=== Provided data ===
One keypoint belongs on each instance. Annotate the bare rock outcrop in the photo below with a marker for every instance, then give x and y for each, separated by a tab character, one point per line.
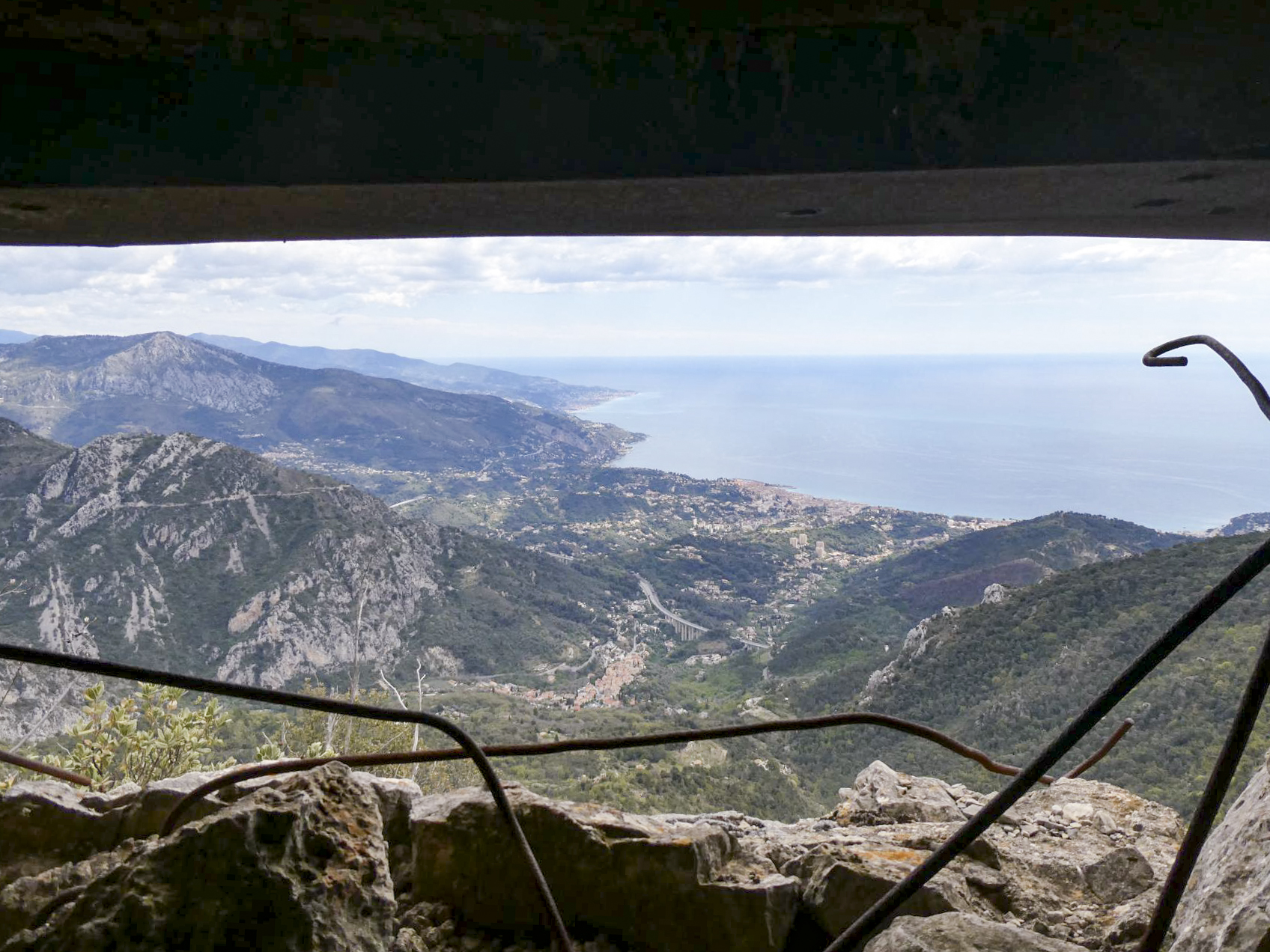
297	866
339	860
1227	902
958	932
===
=== Provided data ===
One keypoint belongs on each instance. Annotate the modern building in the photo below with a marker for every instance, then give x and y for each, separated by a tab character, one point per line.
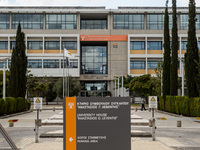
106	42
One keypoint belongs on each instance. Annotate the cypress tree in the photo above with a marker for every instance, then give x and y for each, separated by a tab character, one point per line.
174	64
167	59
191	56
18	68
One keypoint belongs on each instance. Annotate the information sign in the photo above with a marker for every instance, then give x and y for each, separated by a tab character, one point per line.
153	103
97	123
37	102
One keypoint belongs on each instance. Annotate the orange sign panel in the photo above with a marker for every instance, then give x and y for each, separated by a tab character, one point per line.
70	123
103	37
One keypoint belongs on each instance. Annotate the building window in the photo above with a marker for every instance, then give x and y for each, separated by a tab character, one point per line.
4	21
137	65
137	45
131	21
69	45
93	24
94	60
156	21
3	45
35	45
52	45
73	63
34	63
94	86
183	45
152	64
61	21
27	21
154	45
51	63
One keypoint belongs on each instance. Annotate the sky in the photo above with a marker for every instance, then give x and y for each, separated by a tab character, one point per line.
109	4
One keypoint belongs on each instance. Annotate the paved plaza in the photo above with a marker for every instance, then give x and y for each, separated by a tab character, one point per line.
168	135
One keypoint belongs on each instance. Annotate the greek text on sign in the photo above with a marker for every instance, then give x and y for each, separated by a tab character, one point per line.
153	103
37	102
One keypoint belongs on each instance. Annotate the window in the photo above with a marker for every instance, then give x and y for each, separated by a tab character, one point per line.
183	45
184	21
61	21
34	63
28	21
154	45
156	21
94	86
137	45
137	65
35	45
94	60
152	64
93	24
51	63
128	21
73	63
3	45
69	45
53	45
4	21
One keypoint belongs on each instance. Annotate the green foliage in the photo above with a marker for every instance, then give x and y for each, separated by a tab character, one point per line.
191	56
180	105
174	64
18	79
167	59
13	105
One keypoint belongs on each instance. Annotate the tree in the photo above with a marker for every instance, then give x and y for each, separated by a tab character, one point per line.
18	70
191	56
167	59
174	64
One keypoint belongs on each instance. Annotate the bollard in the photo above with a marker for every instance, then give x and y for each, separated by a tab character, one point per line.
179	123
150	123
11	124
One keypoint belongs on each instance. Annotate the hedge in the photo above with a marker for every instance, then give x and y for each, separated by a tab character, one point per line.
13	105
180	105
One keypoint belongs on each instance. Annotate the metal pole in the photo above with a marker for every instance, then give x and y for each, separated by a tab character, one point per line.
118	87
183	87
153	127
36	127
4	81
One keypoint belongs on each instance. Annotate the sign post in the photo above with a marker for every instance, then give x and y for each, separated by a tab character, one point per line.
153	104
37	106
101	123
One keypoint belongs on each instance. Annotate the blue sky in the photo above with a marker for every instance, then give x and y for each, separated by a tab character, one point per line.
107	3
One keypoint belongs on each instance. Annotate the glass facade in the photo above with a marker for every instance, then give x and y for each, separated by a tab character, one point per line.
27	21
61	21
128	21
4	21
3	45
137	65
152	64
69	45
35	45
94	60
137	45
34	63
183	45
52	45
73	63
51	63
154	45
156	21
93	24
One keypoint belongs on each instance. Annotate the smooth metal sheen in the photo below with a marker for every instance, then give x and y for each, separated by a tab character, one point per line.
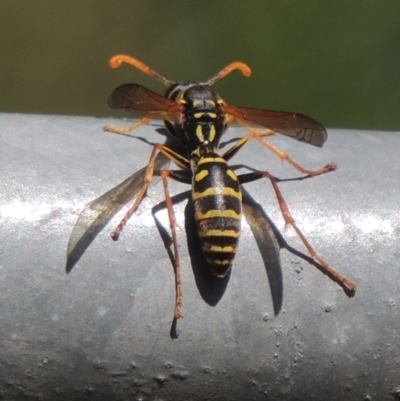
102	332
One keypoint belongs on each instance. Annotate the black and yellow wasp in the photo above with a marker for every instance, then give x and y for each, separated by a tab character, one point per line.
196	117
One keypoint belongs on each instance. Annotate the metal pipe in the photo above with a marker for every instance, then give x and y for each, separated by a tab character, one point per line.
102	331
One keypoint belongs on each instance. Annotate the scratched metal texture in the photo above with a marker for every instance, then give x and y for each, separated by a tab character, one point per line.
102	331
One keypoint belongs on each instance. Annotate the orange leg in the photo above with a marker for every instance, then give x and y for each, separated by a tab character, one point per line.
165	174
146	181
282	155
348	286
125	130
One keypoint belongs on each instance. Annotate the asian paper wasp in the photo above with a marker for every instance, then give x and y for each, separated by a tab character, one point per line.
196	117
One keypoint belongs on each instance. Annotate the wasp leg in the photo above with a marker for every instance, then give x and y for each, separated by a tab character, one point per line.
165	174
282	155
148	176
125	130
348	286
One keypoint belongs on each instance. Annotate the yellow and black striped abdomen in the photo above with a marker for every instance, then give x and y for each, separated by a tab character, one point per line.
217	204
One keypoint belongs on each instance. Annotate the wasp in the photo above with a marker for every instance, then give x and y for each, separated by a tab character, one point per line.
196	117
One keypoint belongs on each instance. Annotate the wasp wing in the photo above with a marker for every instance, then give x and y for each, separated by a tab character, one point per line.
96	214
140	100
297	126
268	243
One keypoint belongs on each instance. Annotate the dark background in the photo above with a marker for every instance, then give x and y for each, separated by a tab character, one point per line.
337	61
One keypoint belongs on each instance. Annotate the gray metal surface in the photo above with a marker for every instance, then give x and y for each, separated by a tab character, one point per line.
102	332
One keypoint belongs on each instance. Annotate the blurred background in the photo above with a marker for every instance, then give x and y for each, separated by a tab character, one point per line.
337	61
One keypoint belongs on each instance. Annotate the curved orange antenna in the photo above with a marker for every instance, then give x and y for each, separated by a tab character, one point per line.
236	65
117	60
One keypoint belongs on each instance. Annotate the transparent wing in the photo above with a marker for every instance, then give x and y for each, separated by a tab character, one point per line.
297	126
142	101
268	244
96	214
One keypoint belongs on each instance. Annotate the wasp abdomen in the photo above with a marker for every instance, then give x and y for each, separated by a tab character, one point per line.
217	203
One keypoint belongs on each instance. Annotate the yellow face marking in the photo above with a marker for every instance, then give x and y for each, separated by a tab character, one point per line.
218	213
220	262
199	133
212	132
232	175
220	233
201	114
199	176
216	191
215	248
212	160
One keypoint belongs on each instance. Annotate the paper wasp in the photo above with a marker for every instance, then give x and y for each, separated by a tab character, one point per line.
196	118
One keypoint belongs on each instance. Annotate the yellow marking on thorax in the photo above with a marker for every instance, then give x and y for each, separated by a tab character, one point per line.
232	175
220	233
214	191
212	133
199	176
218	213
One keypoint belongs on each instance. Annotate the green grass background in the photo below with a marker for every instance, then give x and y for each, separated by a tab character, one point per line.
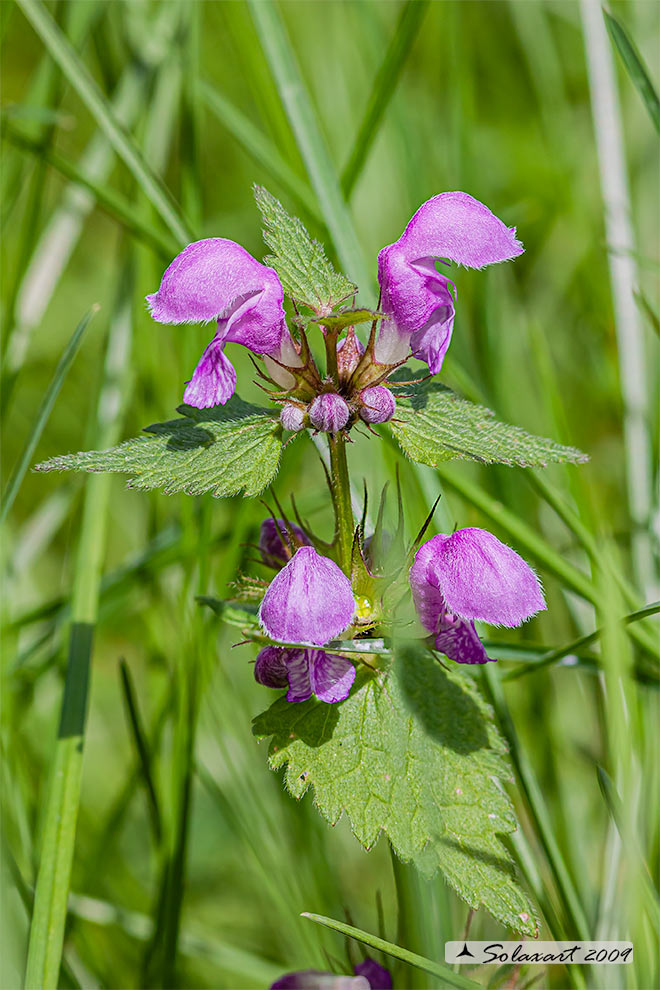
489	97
===
> _Requirement_
Pull out every line of the material that contains the word "blurred". Uppercase and lowercase letters count as different.

> _Full output_
One keypoint belongs on each instance. Annotate the blurred background in the photo above with a marker for every instance, then give x and y for each, separated by a tab character, one point per line.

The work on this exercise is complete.